Short task — Rewrite the entries below with "analyst" changed to "designer" everywhere it occurs, keeping everything else the same.

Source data
** BEGIN **

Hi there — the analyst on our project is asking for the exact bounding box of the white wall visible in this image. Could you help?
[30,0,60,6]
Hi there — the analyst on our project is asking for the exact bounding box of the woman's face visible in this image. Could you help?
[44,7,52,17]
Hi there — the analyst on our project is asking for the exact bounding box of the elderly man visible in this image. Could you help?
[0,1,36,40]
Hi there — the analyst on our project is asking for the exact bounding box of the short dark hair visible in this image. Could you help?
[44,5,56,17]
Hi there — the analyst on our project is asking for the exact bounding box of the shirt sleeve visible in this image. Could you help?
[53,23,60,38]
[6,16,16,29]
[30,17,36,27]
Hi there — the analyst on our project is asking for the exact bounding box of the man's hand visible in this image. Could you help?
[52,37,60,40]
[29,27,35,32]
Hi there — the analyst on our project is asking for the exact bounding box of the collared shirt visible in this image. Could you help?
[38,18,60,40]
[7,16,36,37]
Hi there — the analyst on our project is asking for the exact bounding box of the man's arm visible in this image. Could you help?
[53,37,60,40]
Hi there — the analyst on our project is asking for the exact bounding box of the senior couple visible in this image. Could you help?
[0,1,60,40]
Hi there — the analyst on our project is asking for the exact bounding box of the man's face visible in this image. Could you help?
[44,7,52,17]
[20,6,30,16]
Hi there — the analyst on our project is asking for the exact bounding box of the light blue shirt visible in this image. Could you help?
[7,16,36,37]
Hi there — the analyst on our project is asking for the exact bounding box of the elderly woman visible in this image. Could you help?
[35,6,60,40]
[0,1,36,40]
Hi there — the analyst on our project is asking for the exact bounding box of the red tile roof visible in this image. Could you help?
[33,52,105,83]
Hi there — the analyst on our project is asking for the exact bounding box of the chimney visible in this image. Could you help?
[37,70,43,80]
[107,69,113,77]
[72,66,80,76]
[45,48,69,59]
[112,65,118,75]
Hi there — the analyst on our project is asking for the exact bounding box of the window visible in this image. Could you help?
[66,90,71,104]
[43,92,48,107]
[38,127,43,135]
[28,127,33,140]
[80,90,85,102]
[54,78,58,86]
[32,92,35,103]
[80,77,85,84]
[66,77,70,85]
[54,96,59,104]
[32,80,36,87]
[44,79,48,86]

** END **

Full response —
Hi there — the designer on our project is asking for the exact bounding box of the white wall visible in this image. Could you help?
[30,0,60,6]
Hi there — the designer on our project is asking for the exact bounding box of the woman's face visible in this image. Could you help?
[44,7,52,17]
Hi there — the designer on our project is asking for the exact bounding box of the elderly man visible in this image. Could you help?
[0,1,36,40]
Hi there — the designer on our project is asking for the exact bounding box of the short dark hair visible in this image. Could you help?
[44,5,56,17]
Hi there — the designer on our project is asking for the exact bounding box of the shirt sleeve visible in this image. Could you help?
[53,23,60,38]
[6,16,16,29]
[30,17,36,27]
Hi there — the designer on our project is asking for the exact bounding box of the man's hand visible in this image. Could you help?
[52,37,60,40]
[29,27,35,32]
Hi there — the designer on our project is asking for the exact bounding box of the collared shirt visible in this image. Could you help?
[38,18,60,40]
[7,16,36,37]
Hi there — the designer on our project is asking for the exact bounding box of the man's arm visible in this image. Could you help?
[53,37,60,40]
Hi there — the designer on our project is asking for the exact bounding box of the senior couple visible in this image. Could you help?
[0,1,60,40]
Hi there — the designer on our project is asking for the exact bounding box of the man's face visible in this image. Could you help?
[44,7,52,17]
[20,6,30,16]
Hi there — the designer on our project is asking for the exact bounding box of the light blue shirt visible in this image. Could you help?
[7,16,36,37]
Hi there — the designer on our project is asking for the exact bounding box of the elderly woman visible in this image. Could you help?
[35,6,60,40]
[0,1,36,40]
Hi there — the designer on our project is asking for the exact bounding box of the red tile roof visible in this image. Could you help?
[33,52,105,83]
Hi there — the designer on our project is asking for the exact bounding box of the chimney visible in this image. Could you help?
[37,70,43,80]
[107,69,113,77]
[72,66,80,76]
[45,48,69,59]
[112,65,118,75]
Hi there — the designer on our project is asking for the exact bounding box of the window visible in this image. Could you help?
[66,90,71,104]
[43,92,48,107]
[38,127,43,135]
[28,127,33,140]
[80,90,85,102]
[54,78,58,86]
[32,92,35,103]
[80,77,85,84]
[66,77,70,85]
[54,96,59,104]
[32,80,36,87]
[44,79,48,86]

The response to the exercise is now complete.